[Extract]

○ ○ ○ ○ ○ ○ ○

Hedy Epstein hasn’t changed much in the last thirty years.

When I knew her, university classes did not include semester-long studies of the Holocaust. Holocaust centers and museums were yet to become natural aspects to the way Americans memorialized twentieth-century history.

Hedy lived through the terrors of Nazi Germany. She escaped via the Kindertransport. She spoke often of the last moments with her parents – watching as their figures grew smaller and smaller as the train pulled away from the station.

They did not survive.

Hedy went back to Germany after World War II ended – to translate documents and records needed to prosecute the architects of medical experiments (read: crimes) at Dachau. Eventually, she moved to America.

During the mid 1980’s, she visited my classes on the Holocaust at the University of Missouri-Columbia, bringing small remnants of her past with her. I remember that she had a tin cup that relatives used while interned in a Vichy concentration camp.  The cup was used for all liquids, she explained. Eventually my students understood that the cup was used as a toilet as well as a drinking vessel.

She described each tormented aspect of her young life — being forced out of school, the breaking and plundering and torching of Jewish stores and synagogues during Kristallnacht, her father’s internment at Dachau, her parents’ justified fears for her survival, the finality of their murder.

○ ○ ○ ○ ○ ○ ○

[Things to do]
A) In the passage on Hedy Epstein, how did she escape Nazi Germany?
B) Output the passage on Hedy Epstein from "Hedy Epstein hasn’t" down to "from the station.".
The entries have no connection to the passage on Hedy Epstein.

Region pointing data
○ ○ ○ ○ ○ ○ ○

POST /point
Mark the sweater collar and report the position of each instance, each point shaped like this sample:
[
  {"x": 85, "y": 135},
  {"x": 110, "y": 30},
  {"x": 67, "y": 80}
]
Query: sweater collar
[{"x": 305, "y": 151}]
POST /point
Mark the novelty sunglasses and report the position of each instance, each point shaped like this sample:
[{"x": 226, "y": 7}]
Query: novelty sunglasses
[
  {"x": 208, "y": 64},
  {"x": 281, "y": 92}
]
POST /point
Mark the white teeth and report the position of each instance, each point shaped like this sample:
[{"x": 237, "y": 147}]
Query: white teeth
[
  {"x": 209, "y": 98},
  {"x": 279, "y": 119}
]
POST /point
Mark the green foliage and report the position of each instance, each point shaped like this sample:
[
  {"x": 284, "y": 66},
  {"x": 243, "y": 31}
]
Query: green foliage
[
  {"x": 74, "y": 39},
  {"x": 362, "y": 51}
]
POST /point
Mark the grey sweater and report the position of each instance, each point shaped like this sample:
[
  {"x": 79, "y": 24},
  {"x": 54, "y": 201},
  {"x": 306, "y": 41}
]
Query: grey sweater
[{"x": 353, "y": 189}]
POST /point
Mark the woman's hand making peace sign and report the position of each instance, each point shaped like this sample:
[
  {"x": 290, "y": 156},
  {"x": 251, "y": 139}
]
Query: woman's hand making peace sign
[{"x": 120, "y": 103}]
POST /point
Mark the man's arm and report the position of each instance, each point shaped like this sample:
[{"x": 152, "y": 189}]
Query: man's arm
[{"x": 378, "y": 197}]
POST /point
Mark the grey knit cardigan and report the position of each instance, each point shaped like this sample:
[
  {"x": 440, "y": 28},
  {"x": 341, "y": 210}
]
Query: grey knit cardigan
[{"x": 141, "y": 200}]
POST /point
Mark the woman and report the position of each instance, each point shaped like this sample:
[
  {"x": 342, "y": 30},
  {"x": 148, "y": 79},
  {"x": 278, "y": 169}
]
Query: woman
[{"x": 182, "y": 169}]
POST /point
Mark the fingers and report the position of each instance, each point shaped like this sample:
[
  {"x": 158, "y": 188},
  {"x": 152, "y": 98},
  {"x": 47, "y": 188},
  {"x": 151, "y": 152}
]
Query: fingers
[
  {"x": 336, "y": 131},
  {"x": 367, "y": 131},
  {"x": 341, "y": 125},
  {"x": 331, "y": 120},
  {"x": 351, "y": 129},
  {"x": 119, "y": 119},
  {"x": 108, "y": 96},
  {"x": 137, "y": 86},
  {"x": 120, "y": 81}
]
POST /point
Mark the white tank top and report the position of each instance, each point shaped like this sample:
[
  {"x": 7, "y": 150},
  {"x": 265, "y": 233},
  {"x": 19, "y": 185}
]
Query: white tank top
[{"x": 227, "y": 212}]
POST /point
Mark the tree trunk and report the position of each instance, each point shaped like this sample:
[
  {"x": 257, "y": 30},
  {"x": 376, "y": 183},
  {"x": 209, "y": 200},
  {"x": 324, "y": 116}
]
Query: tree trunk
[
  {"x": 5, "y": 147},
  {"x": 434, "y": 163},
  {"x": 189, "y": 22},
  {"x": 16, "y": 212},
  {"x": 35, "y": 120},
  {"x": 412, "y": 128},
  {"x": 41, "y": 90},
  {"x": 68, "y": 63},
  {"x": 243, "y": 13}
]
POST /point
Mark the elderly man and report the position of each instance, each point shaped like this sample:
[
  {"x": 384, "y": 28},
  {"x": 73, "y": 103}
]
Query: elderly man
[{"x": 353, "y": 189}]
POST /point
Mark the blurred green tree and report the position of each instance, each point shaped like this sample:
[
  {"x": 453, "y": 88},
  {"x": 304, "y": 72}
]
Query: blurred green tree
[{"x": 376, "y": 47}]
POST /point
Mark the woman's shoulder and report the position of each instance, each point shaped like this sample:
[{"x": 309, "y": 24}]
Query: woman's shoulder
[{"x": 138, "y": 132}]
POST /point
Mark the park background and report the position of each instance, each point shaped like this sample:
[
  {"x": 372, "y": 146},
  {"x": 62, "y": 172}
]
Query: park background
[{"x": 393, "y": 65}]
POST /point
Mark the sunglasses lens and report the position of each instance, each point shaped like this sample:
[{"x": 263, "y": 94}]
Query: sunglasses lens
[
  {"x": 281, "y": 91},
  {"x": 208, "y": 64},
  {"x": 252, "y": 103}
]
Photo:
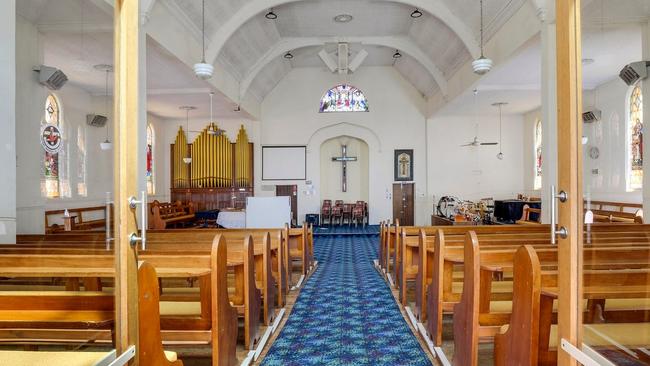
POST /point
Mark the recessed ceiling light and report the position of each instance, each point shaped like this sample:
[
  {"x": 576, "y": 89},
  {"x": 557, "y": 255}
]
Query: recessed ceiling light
[
  {"x": 343, "y": 18},
  {"x": 416, "y": 13},
  {"x": 271, "y": 15},
  {"x": 103, "y": 67}
]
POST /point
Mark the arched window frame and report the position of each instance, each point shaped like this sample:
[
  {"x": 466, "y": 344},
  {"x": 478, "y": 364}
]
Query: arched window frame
[
  {"x": 537, "y": 155},
  {"x": 346, "y": 97},
  {"x": 51, "y": 185},
  {"x": 150, "y": 160},
  {"x": 634, "y": 112}
]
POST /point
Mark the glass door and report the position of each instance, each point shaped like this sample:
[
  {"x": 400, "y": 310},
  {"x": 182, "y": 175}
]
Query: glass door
[{"x": 604, "y": 304}]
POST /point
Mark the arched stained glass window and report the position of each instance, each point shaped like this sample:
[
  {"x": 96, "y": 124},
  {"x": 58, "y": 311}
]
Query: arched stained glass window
[
  {"x": 343, "y": 98},
  {"x": 538, "y": 155},
  {"x": 635, "y": 128},
  {"x": 150, "y": 145},
  {"x": 52, "y": 112}
]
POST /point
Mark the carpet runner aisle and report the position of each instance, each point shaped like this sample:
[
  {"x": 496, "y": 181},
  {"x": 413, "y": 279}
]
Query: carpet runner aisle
[{"x": 346, "y": 314}]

○ ○ ○ ○ ○ ○ ○

[Solutions to the exercise]
A) Via the Kindertransport.

B)
Hedy Epstein hasn’t changed much in the last thirty years.

When I knew her, university classes did not include semester-long studies of the Holocaust. Holocaust centers and museums were yet to become natural aspects to the way Americans memorialized twentieth-century history.

Hedy lived through the terrors of Nazi Germany. She escaped via the Kindertransport. She spoke often of the last moments with her parents – watching as their figures grew smaller and smaller as the train pulled away from the station.